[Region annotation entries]
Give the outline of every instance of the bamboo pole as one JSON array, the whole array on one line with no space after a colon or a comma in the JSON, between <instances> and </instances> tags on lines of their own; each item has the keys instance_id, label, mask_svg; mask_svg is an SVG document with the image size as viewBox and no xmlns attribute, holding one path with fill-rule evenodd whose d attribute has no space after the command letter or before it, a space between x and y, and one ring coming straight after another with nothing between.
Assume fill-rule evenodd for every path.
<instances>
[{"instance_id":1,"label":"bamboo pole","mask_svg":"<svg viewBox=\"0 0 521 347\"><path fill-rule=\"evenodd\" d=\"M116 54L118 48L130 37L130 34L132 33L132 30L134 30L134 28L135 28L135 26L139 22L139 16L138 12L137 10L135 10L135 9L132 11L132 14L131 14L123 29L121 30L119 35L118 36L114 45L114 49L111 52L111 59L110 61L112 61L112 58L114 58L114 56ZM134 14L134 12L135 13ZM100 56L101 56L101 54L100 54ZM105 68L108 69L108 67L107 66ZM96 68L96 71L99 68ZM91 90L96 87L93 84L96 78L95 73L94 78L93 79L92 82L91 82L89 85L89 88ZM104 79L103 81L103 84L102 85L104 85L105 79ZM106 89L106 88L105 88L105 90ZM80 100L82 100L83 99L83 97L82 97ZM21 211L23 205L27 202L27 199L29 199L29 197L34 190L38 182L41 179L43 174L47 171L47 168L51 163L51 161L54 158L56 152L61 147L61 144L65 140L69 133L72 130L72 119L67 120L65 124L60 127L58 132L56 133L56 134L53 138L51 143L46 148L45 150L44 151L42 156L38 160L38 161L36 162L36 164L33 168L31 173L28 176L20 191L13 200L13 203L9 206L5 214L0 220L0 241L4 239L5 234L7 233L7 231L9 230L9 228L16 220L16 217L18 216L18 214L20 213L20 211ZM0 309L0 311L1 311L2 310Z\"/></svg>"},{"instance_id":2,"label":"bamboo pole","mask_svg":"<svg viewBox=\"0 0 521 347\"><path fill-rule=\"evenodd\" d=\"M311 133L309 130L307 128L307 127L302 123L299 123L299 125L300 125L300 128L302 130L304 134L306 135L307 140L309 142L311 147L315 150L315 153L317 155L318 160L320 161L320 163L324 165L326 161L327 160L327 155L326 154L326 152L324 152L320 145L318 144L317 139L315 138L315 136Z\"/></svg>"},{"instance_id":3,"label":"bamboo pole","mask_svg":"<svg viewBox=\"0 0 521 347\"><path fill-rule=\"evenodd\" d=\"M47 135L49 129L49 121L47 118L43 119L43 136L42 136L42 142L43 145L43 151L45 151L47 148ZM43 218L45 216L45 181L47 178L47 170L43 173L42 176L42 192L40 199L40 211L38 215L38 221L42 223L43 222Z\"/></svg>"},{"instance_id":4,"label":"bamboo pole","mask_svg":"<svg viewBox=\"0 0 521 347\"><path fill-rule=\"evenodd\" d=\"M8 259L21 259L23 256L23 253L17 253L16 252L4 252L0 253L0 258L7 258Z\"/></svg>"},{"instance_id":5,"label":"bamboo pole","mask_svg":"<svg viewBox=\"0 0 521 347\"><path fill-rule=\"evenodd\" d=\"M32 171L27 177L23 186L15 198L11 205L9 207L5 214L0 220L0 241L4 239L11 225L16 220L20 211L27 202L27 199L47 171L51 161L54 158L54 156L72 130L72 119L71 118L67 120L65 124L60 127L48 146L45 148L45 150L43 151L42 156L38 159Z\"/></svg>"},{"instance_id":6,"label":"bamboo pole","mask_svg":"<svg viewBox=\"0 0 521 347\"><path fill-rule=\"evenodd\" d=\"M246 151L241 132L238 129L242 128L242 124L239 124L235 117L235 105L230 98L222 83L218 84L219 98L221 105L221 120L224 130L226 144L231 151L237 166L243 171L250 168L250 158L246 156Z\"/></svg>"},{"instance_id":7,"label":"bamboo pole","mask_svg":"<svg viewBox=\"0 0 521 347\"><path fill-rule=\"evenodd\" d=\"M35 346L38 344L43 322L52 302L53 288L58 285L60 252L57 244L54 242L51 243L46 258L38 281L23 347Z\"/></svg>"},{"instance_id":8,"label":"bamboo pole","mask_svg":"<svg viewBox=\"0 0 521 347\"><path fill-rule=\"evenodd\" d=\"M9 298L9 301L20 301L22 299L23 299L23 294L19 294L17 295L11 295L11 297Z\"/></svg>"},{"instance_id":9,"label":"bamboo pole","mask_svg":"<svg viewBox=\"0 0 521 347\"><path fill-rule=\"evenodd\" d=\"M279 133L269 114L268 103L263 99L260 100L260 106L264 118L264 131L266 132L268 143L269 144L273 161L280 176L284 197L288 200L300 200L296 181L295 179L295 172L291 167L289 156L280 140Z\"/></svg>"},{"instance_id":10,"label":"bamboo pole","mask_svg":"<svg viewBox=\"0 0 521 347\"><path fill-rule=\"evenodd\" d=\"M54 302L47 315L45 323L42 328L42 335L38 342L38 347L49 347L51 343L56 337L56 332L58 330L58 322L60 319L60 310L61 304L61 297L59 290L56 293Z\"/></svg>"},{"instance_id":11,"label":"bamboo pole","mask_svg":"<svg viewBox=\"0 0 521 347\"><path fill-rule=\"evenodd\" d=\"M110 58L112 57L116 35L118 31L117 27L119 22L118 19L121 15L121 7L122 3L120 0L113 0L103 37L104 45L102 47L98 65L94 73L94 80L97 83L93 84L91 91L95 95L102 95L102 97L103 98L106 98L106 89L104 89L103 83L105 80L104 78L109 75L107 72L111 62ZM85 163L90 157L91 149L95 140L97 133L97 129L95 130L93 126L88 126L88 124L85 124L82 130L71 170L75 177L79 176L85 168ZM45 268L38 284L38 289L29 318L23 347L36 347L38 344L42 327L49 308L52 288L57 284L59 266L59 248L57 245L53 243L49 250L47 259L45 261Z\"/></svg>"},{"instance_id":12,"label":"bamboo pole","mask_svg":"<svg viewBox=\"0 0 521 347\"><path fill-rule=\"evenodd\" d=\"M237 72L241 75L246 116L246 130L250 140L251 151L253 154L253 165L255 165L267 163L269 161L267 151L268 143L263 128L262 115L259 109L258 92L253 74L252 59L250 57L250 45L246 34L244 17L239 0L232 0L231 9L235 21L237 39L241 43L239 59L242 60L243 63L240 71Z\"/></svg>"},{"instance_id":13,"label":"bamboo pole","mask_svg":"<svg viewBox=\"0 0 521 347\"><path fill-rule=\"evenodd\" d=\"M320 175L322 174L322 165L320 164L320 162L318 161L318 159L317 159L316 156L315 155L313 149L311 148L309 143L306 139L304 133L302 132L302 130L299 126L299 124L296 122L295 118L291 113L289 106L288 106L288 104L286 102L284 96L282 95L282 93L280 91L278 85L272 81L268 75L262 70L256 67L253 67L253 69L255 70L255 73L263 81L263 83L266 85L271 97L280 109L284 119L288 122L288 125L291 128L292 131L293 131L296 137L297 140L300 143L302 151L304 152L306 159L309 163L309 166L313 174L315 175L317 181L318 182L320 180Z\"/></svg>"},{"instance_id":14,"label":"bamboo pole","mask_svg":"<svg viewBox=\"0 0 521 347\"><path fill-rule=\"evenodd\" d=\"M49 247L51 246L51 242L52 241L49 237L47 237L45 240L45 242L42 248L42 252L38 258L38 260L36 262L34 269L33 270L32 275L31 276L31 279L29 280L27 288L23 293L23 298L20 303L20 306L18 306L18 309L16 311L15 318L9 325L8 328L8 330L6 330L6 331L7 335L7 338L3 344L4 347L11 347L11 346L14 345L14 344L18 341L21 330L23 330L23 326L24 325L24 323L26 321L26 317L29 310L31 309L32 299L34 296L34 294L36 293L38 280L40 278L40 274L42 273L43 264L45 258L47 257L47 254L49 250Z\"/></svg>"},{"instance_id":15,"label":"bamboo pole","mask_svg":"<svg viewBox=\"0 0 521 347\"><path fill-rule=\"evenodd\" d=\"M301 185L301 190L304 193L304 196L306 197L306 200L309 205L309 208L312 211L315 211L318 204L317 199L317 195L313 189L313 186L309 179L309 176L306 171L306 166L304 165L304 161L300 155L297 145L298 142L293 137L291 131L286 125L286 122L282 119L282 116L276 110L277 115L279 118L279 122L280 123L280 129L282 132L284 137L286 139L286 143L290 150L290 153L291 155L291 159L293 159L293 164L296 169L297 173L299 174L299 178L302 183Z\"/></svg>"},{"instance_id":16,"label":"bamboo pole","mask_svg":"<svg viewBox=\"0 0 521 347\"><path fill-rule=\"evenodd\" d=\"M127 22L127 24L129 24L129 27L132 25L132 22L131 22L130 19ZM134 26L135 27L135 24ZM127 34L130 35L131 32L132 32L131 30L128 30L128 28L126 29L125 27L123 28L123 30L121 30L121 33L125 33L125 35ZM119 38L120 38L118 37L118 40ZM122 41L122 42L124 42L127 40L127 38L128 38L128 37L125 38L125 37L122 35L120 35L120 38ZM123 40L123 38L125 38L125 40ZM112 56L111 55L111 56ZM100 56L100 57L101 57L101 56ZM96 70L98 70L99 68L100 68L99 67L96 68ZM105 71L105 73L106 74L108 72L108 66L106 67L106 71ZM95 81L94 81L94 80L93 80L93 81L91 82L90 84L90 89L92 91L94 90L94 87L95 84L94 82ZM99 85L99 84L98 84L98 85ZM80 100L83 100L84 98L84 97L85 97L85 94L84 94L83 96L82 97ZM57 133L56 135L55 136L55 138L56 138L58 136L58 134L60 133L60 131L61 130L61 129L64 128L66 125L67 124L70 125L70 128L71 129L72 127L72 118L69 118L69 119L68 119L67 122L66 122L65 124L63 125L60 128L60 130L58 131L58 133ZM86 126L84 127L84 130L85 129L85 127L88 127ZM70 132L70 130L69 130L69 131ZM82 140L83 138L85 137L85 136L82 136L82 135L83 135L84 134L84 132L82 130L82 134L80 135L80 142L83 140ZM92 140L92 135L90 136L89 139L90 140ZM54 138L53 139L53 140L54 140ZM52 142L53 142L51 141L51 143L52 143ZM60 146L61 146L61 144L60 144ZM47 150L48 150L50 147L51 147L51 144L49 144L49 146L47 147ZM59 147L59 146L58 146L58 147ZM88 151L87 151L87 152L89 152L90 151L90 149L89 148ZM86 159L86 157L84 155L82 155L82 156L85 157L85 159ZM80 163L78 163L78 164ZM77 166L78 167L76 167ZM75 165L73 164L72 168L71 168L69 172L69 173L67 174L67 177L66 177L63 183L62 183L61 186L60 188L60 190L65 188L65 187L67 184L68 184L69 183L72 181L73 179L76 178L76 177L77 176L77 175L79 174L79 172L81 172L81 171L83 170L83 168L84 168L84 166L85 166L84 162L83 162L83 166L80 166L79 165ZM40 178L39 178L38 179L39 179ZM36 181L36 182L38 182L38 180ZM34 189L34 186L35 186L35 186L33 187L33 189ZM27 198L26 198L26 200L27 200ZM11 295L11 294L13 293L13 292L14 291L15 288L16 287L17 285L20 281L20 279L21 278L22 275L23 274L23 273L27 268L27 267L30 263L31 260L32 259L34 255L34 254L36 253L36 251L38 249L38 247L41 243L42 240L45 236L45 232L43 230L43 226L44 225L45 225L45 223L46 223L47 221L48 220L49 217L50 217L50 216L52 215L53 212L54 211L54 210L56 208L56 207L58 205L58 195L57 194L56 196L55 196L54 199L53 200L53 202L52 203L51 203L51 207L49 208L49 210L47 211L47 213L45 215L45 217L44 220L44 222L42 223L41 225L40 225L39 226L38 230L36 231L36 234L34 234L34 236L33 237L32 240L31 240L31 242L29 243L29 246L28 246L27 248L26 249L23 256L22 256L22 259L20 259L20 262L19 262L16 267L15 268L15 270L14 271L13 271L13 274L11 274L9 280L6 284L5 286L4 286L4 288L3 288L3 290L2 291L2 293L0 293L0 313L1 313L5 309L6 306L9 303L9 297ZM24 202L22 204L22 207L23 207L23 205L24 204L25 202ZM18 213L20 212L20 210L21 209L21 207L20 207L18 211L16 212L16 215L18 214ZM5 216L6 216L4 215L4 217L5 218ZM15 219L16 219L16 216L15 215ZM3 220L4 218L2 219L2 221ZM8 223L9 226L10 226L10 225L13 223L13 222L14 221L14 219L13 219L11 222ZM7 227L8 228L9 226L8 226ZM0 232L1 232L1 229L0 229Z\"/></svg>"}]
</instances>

== THE TASK ==
Please report each line of the records above that contains the word "Assume", with case counting in the match.

== EXERCISE OUTPUT ==
Assume fill-rule evenodd for every path.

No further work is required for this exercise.